■ 出典 ■
++++++++++++++++++++
イマワノキワ

TRPGやアニメのことをガンガン書き連ねていくコバヤシのブログ

プリパラ:第80話『ポップ・ステップ・ガァルル!』感想

紫京院ひびきの圧政により輝きを失ったプリパラ、今革命戦士たちの決起が始まる!! ッて感じの、プリパラリベンジ第一話。
らぁらよりも更に幼いガァルルを再登場させ、失敗にめげない真っ直ぐなステージへの愛情でみれいを奮起させ、ついでにタフガイにもやる気を起こさせて反撃体制が整う話でした。
賢いがゆえに意固地になっていたみれいの優しさを信じて、なんとかプリパラに越させようとする仲間の策略も楽しくて、希望と決意に満ちた見事な『負け犬たちのワンスアゲイン』となっていました。

『プリパラ努力編の主人公として、どんよりと沈み込んだみれぃをどう再起させるか』というのが今回のお話のキモなんですが、その前に反撃の舞台を丁寧に整えていったのが印象的でした。
ひびきが切り捨てたプリパラの象徴ともいえるガァルルを成長した姿で再登場させ、新キャラ故のフレッシュさで大事なテーマをもう一度リフレインする。
ステージを求める少女たちの姿を見せ、ネコ姐さんの発奮と合わせてただのゴーグルガイと化したメガ兄を復活させ、地下ステージというシステムの抜け道を作る。
みれいは努力系アイドルの代表として、セレパラへの反撃を背負う立場なわけですが、彼女を復帰させるための下ごしらえの段階をしっかりとやっていたのは、丁寧さが出てとても良かったですね。

ガァルルは元々好きなキャラだったのですが、生まれからくるネガティブな要素が綺麗に反転し、幼い真っ直ぐさでプリパラの楽しさ、ステージの面白さを主張する、無垢なる救世主として活躍していました。
まだまだベビーなガァルルはしかし、幼いからこそ初期衝動の塊として素直なメッセージを発し続け、それに感化されたみれぃが自分の最初の気持ちを思い出す流れは、非常に綺麗なリレーになっていました。
++++++++++++++++++++
■ セグメンテーションのラベル付け項目 ■
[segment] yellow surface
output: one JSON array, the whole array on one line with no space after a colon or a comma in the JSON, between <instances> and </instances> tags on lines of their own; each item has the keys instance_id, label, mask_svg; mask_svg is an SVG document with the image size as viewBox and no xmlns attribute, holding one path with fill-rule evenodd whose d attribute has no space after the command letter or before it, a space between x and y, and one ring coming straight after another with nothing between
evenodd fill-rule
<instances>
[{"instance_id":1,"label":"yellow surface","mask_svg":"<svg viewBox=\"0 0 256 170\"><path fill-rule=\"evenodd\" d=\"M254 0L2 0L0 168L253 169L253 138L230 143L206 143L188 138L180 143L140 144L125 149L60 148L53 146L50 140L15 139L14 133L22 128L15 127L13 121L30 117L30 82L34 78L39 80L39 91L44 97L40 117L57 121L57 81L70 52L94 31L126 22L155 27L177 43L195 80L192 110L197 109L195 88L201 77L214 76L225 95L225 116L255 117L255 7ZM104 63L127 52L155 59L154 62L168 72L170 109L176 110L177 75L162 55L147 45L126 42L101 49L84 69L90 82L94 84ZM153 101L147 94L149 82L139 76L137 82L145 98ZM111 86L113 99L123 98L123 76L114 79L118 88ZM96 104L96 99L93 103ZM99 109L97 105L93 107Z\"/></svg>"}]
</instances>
++++++++++++++++++++
■ 指示と条件 ■
感想記事のうち、「ひびきが切り捨てたプリパラの」から「麗なリレーになっていました。」に至るまでの部分をすべて、一字も変えずに書き出してください。 レコードは感想記事とは別の資料です。

■ 完成した回答 ■
ひびきが切り捨てたプリパラの象徴ともいえるガァルルを成長した姿で再登場させ、新キャラ故のフレッシュさで大事なテーマをもう一度リフレインする。
ステージを求める少女たちの姿を見せ、ネコ姐さんの発奮と合わせてただのゴーグルガイと化したメガ兄を復活させ、地下ステージというシステムの抜け道を作る。
みれいは努力系アイドルの代表として、セレパラへの反撃を背負う立場なわけですが、彼女を復帰させるための下ごしらえの段階をしっかりとやっていたのは、丁寧さが出てとても良かったですね。

ガァルルは元々好きなキャラだったのですが、生まれからくるネガティブな要素が綺麗に反転し、幼い真っ直ぐさでプリパラの楽しさ、ステージの面白さを主張する、無垢なる救世主として活躍していました。
まだまだベビーなガァルルはしかし、幼いからこそ初期衝動の塊として素直なメッセージを発し続け、それに感化されたみれぃが自分の最初の気持ちを思い出す流れは、非常に綺麗なリレーになっていました。